=== MATERIAIS FORNECIDOS ===
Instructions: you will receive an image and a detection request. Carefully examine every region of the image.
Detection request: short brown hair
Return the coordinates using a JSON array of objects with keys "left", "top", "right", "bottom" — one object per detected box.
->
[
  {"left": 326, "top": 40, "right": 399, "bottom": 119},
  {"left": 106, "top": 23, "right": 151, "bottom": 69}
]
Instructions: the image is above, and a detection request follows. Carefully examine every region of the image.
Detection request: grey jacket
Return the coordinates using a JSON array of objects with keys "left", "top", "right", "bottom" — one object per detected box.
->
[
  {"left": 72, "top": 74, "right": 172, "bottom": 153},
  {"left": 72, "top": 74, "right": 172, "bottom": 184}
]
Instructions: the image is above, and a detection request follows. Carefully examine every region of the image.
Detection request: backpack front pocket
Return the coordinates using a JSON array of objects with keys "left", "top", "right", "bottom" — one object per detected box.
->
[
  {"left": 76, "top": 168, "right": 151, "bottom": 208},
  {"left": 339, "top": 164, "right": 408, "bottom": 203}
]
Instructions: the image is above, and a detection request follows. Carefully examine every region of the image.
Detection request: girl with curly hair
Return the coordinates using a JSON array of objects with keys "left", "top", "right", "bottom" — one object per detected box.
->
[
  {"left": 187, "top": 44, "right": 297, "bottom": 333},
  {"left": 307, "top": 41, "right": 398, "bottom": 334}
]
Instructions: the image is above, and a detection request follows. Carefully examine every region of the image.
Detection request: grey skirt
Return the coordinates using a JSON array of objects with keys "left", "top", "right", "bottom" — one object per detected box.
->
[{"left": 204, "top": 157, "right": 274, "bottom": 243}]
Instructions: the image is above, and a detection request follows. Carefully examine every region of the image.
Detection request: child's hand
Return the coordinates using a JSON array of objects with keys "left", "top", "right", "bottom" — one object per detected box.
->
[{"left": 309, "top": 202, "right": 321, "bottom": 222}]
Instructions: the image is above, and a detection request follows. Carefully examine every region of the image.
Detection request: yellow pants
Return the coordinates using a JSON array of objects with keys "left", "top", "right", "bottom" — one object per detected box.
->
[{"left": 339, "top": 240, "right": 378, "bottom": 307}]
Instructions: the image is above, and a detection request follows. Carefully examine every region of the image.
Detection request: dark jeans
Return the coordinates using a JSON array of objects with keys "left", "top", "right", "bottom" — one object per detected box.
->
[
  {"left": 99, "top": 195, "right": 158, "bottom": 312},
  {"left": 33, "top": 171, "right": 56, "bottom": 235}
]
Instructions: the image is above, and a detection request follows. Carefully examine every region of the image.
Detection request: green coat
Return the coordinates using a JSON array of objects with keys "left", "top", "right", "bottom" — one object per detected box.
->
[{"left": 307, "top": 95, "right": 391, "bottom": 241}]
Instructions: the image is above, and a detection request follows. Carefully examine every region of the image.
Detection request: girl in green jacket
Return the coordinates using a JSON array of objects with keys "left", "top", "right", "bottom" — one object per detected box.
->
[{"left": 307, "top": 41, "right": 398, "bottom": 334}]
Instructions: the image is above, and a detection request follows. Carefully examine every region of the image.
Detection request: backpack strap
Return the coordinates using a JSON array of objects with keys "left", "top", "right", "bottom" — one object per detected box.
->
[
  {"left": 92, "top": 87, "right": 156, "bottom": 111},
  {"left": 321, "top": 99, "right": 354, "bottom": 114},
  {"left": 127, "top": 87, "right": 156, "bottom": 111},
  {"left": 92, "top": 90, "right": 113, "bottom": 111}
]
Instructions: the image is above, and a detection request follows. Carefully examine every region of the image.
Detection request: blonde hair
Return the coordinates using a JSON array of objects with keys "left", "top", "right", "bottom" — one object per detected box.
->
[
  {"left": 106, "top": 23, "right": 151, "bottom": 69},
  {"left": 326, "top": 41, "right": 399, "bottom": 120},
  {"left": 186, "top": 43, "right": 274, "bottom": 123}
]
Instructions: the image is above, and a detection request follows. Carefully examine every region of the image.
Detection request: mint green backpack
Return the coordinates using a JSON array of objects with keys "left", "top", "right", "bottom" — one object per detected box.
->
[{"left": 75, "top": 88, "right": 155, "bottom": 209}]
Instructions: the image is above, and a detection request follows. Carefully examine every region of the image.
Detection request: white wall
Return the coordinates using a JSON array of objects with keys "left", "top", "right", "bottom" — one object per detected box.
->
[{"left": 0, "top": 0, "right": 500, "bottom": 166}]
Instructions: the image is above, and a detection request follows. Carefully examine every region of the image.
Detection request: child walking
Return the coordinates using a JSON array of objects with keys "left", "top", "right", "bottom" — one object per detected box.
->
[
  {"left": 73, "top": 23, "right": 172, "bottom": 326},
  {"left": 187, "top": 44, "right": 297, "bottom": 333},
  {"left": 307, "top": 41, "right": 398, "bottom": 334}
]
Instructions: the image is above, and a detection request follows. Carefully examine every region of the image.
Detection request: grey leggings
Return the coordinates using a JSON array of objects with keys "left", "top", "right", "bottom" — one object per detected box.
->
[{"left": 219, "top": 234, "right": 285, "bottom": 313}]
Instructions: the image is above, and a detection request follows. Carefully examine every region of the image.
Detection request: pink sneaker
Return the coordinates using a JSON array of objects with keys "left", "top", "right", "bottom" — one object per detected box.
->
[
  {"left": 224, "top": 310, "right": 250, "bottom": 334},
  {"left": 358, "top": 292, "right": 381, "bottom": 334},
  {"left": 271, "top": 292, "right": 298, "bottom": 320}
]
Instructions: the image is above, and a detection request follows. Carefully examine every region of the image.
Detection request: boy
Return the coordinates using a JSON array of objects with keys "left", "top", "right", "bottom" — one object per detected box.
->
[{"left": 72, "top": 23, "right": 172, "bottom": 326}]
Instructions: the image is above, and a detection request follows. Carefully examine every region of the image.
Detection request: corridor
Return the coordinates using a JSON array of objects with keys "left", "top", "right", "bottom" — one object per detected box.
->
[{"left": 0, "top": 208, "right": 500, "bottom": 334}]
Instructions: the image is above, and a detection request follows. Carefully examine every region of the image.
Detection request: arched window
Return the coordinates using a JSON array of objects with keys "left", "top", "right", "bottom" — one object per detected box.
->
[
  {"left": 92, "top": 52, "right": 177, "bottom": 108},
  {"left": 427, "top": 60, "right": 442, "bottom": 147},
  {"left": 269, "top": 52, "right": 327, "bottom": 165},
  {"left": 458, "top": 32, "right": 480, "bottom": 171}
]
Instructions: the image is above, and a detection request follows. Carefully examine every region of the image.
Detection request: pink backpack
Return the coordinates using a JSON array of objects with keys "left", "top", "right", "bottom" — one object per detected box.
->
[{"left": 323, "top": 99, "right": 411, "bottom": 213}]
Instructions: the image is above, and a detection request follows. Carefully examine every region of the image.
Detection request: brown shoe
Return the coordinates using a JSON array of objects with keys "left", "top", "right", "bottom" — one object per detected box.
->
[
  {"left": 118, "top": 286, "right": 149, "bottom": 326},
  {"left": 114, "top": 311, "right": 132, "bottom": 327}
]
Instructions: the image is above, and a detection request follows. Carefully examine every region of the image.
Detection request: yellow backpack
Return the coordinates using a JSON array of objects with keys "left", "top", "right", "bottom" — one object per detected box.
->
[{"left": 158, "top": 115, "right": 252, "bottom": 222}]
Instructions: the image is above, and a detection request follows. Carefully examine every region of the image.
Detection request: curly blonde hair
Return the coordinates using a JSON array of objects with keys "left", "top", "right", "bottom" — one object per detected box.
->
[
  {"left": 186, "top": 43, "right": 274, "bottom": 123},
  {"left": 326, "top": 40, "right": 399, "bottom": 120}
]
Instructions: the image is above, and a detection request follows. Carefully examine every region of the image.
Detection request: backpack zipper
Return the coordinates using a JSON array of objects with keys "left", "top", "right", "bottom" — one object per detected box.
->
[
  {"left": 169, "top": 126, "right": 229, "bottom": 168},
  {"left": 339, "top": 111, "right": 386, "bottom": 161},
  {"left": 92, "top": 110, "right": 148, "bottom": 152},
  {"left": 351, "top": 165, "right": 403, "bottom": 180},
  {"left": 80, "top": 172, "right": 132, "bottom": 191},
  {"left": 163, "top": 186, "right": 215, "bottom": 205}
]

=== INSTRUÇÕES DO EXERCÍCIO ===
Devolva cada linha da listagem acima em que aparece a palavra "hair".

=== RESPOSTA DO EXERCÍCIO ===
Detection request: short brown hair
Detection request: girl with curly hair
Detection request: blonde hair
Detection request: curly blonde hair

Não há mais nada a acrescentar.